* [GEKOZEN FRAGMENT]:
Die grafiek kwam ik serieus tegen op de website van een microbioloog, al veertig jaar werkzaam als leraar, toen ik zocht naar de groei van het aantal onderwijsadviseurs. Ergens in het jaar 2017 kruisten die lijnen elkaar. ‘QED’ zette mijn leraar Natuurkunde vroeger op het krijtbord: ‘Quod Erat Demonstrandum’ = wat aangetoond moest worden (tja, wie kan dat nog vertalen tegenwoordig?). Glashelder natuurlijk. 
Net zo overtuigend als het causale verband tussen het dalende geboortecijfer in ons land in de jaren zeventig van de vorige eeuw en de gelijktijdige afname van de ooievaarspopulatie.

Hij formuleerde het iets anders: de groei van het aantal onderwijsadviseurs heeft de daling van de onderwijskwaliteit niet kunnen stoppen. En dat terwijl er verder geen aanwijsbare andere factoren zijn die invloed hebben op de onderwijskwaliteit. Nu herinner ik mij uit mijn eigen consultancyperiode dat collega’s tot de onthutsende ontdekking kwamen dat zij weliswaar met een stevige, allesomvattende aanpak van enkele scholen in onze hoofdstad, de basiskwaliteit naar een voldoende niveau hadden weten te brengen, maar dat in diezelfde periode enkele dorpsschooltjes in het hoge noorden datzelfde hadden weten te realiseren zonder hulp van buiten. Dat deed wel even zeer! Maar ik pieker er niet over om uit deze gelijktijdige ervaringen op te maken dat de inzet van mijn toenmalige collega’s overbodig is gebleken.

Zou dat niet ook een basisvaardigheid moeten worden: het onderscheid kennen tussen correlatie en causaliteit ?! Want er zijn mensen die hoge posten bekleden en dat onderscheid niet snappen. Of ze snappen het maar al te goed, maar maken misbruik van het feit dat dit voor veel van hun potentiële volgelingen niet geldt.

* [GEËXTRAHEERDE ITEMS]:
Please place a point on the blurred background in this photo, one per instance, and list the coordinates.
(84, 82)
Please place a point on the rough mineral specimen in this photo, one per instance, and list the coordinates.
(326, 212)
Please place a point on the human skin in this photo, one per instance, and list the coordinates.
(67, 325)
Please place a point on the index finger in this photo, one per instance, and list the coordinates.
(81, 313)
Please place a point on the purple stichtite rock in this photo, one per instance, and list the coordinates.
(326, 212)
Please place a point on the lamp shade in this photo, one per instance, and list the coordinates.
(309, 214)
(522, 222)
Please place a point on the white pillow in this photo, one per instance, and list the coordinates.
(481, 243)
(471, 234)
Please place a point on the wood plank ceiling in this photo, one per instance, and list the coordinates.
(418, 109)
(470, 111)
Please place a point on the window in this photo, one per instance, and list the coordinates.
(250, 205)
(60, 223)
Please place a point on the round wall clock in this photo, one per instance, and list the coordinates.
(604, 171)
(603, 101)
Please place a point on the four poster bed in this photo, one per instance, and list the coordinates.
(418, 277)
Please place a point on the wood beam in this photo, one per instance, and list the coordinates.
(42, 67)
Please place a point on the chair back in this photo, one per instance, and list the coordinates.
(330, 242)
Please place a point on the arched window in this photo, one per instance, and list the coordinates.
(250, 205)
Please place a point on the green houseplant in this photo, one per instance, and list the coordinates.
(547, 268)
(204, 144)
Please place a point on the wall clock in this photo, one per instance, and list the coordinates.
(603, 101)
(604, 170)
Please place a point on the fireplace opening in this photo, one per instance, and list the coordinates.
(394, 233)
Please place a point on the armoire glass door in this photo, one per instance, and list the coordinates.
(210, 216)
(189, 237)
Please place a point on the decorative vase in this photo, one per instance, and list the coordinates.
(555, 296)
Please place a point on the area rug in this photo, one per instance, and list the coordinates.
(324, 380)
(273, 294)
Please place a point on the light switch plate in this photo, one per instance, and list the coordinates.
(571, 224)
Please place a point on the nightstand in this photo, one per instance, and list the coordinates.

* [OPDRACHT 1]:
Geef de alinea uit het fragment die begint met "Hij formuleerde het iets anders" beknopter weer en behoud daarbij de belangrijkste feiten.
* [OPDRACHT 2]:
In welk jaar kruisten de lijnen in de grafiek elkaar volgens het fragment?
* [OPDRACHT 3]:
Neem uit het fragment letterlijk de passage over vanaf "Zou dat niet" tot en met "volgelingen niet geldt.".
De items zijn afkomstig uit een andere bron dan het fragment.

* [UITWERKING 1]:
De formulering luidde dat de groei van het aantal onderwijsadviseurs de daling van de onderwijskwaliteit niet heeft kunnen stoppen, terwijl er geen andere aanwijsbare factoren van invloed zouden zijn. De schrijver herinnert zich uit de eigen consultancyperiode dat collega's met een allesomvattende aanpak de basiskwaliteit van enkele scholen in de hoofdstad op een voldoende niveau brachten. In dezelfde periode bereikten enkele dorpsschooltjes in het hoge noorden datzelfde zonder hulp van buiten. Toch concludeert de schrijver daaruit niet dat de inzet van die collega's overbodig was.

* [UITWERKING 2]:
Ergens in het jaar 2017.

* [UITWERKING 3]:
Zou dat niet ook een basisvaardigheid moeten worden: het onderscheid kennen tussen correlatie en causaliteit ?! Want er zijn mensen die hoge posten bekleden en dat onderscheid niet snappen. Of ze snappen het maar al te goed, maar maken misbruik van het feit dat dit voor veel van hun potentiële volgelingen niet geldt.